#### [Given instruction]
Copy out the geology passage below, starting at "In the present" and ending at "of carbon dioxide.", and swap in "atmospheric carbon" wherever "carbon dioxide" appears.

#### [Reading passage]
_ _ _ _ _
Sediments laid beneath the sea are waste of continents. By their characters and volume they may indicate their derivation from farstretching lands or from near mountains. They often occur spread across the bases of ranges which have been planed away by air and waves. By evidences such as these the physical history of any province may be made out; by comparison of provinces the major events in the history of a continent are ascertained; and by comparison of continental histories the sequence of world stages is studied. For any province the limits of knowledge depend only on the completeness of the record in the local rock series ; for each continent the inferences are qualified by difficulties of correlating successive steps from province to province; and world-wide conclusions must necessarily be restricted to the broadest effects.
In the present condition of geologic investigation we know but incompletely the rhythm of continental and marine oscillation, but certain marked epochs are recognized. Seas were extensive, while lands were low and restricted, during epochs known to geologists as the middle Ordovician, the middle Silurian, the early Carboniferous, the late Jurassic and the upper Cretaceous. At these times the consumption of carbon dioxide by rock weathering was comparatively slight, according to hypothesis. On the other hand, lands were wide and seas confined to their basins during the close of the Silurian and beginning of Devonian time, during the Permian and early Triassic periods, and during the Pliocene and Pleistocene. These were epochs of unusual consumption of carbon dioxide.
The climatic effect of depletion of carbon dioxide depends upon the rate at which it is taken from the atmosphere. If it were abstracted slowly a large loss might be compensated by moderate supply, whereas if it were rapidly removed the effect on the atmospheric content might be decided. In this relation the growth of mountains has an important accelerating influence. Although the rate of weathering is conditioned by many factors, elevation is so important that Chamberlin’s estimate is probably near the truth. It is that for continental areas the rate of carbonation varies probably more nearly as the square than as the simple ratio of altitudes.
Modern studies of mountain growth have materially changed the views held within a decade by geologists as to the ages of ranges. Among the rocks of any range there are youngest strata that mark a date earlier than the most remote at which the uplift may have occurred. Impressed with the magnitude and grandeur of mountains, geologists assigned them an antiquity limited only by the age of their component strata, but through the interpretation of landscape forms evidence is now accumulating to show that existing ranges are, as a rule, comparatively young. One interesting conclusion is that we live at a time near the culmination of an epoch of mountain growth, that mountains are now widely distributed and high as compared with those of many preceding periods, and the earth’s activity as thus manifested is not materially less now than formerly within known geologic history. The crustal adjustment which produced existing mountain ranges and expanded continents appears to have culminated just before or very early in the Glacial epoch, and the recognition of this fact was the principal basis for the hypothesis that glaciation was related directly to elevation of the land areas. Chamberlin interprets the relation through the influence of rock-weathering upon the carbon dioxide of the air, and attributes the cold period to the resulting thermal transparency of the atmosphere.
_ _ _ _ _
#### [Supplied material]
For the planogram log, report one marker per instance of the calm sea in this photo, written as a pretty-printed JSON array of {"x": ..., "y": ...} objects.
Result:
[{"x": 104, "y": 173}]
_ _ _ _ _
#### [Finished exercise]
In the present condition of geologic investigation we know but incompletely the rhythm of continental and marine oscillation, but certain marked epochs are recognized. Seas were extensive, while lands were low and restricted, during epochs known to geologists as the middle Ordovician, the middle Silurian, the early Carboniferous, the late Jurassic and the upper Cretaceous. At these times the consumption of atmospheric carbon by rock weathering was comparatively slight, according to hypothesis. On the other hand, lands were wide and seas confined to their basins during the close of the Silurian and beginning of Devonian time, during the Permian and early Triassic periods, and during the Pliocene and Pleistocene. These were epochs of unusual consumption of atmospheric carbon.